YOUR GOAL: Report each line of the listing below that contains the string "frond", reproducing every such line in full; a match must agree in case.
==== EXERCISE INPUT ====
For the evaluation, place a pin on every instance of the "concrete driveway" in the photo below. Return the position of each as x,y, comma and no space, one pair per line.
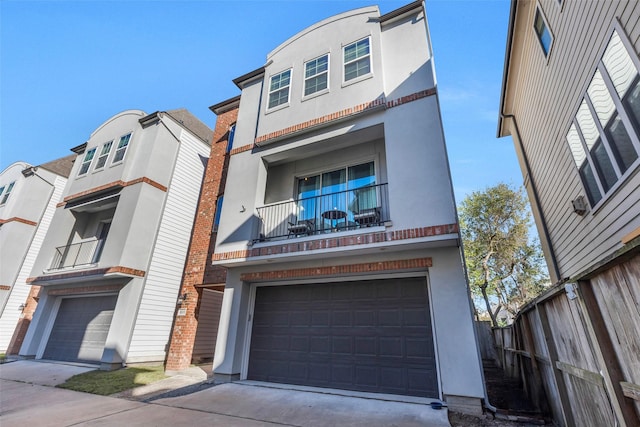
235,404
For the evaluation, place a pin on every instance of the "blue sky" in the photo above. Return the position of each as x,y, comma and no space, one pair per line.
67,66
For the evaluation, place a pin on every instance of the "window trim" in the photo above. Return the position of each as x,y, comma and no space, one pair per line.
540,12
106,156
620,110
269,92
327,72
115,162
344,64
7,193
88,163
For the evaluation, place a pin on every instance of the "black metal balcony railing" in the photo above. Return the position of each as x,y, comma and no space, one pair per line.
328,213
77,254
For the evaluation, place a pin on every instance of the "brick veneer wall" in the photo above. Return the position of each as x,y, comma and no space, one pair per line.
198,270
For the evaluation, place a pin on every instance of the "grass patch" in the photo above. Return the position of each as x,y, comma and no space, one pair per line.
110,382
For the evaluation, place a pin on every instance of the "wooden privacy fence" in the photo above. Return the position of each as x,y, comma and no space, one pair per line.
576,349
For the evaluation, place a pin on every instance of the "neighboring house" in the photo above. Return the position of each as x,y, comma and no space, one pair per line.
28,198
111,265
571,102
195,328
338,228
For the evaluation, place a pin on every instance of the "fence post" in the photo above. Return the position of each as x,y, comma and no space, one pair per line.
553,358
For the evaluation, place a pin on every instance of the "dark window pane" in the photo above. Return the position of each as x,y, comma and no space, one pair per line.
603,164
621,144
590,184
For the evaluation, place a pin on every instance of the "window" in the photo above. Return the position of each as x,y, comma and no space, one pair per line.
279,89
122,148
347,189
357,60
216,220
604,136
542,30
86,163
316,75
104,154
6,193
232,133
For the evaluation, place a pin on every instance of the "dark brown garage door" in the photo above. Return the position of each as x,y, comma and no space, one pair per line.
372,336
80,330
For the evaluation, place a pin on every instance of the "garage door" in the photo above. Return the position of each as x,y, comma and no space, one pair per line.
372,336
81,329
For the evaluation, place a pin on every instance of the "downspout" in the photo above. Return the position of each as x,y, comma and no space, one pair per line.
545,229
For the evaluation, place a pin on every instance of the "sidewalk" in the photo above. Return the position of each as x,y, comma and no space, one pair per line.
23,400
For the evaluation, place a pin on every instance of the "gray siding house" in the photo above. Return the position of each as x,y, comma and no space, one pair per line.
571,102
338,228
110,267
28,198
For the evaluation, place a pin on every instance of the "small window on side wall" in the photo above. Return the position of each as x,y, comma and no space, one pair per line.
542,30
279,89
86,162
357,59
122,148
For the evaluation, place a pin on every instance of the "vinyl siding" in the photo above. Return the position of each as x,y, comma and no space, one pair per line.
545,95
158,304
20,290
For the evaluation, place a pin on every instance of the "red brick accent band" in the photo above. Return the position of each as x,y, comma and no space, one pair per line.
17,219
85,290
86,273
335,242
241,149
368,267
114,184
339,115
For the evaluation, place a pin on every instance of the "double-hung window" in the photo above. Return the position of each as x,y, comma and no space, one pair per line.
7,193
316,75
357,59
543,32
279,89
104,154
122,148
604,136
86,162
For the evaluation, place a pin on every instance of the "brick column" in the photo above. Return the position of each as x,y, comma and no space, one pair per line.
25,320
198,269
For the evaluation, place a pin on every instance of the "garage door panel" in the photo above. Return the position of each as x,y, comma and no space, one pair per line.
367,336
80,329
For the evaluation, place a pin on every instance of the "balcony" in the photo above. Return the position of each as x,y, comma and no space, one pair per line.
77,254
327,213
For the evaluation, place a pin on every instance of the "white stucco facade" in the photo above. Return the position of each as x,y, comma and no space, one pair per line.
388,119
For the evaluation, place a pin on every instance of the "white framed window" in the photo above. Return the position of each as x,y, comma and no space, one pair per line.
86,162
103,156
316,75
604,136
121,150
357,59
7,193
279,89
542,31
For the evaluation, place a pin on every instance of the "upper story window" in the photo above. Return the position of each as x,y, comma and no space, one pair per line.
279,89
104,154
604,137
7,193
232,134
86,162
542,30
122,148
316,75
357,59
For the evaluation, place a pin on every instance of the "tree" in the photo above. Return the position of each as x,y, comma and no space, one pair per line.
505,266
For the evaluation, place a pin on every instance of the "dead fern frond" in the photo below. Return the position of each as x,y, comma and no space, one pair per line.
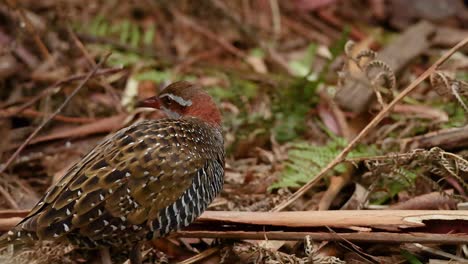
444,85
376,73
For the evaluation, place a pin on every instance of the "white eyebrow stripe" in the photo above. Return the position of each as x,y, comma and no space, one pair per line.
178,99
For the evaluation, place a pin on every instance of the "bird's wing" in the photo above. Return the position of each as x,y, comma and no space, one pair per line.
125,180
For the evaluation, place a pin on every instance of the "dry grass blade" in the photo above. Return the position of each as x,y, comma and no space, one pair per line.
340,157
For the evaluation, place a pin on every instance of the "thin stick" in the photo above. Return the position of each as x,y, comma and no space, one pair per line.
340,157
59,109
380,237
200,256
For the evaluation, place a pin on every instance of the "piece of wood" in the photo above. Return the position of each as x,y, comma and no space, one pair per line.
254,225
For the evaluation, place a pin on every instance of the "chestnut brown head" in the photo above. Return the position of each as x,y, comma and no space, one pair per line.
184,99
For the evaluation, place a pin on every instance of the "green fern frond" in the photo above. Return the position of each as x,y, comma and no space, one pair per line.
306,160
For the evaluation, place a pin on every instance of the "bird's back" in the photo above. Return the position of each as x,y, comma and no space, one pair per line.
143,181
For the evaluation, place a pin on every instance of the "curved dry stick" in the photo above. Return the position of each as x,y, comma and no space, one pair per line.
50,117
340,157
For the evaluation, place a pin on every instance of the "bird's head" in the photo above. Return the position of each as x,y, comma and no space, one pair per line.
185,99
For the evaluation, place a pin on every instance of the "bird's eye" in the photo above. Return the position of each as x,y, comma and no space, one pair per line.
167,101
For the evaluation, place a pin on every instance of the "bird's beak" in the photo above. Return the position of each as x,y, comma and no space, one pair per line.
152,102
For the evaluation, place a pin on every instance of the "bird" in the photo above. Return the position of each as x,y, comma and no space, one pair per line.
140,183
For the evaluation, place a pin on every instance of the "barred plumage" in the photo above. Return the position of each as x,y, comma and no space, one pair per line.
142,182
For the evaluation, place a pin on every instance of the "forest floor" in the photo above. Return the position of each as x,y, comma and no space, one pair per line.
345,122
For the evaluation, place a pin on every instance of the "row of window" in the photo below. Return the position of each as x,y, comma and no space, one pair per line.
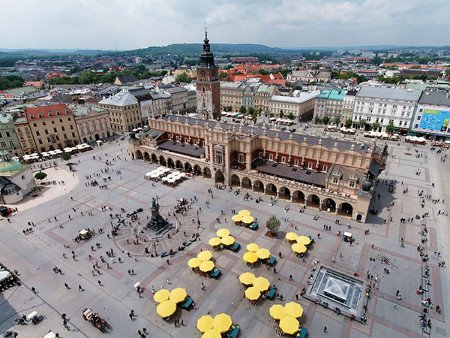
====
FINISHED TASK:
For the evaluation, place a pin on every instance of the "dead fern frond" in the photo below. Return the position of each as x,y, comma and no space, one pair per line.
For the evaluation, place a pin on every instance of the "green fern frond" in the photo above. Return the position of each as x,y, comma and no space, one pair per line.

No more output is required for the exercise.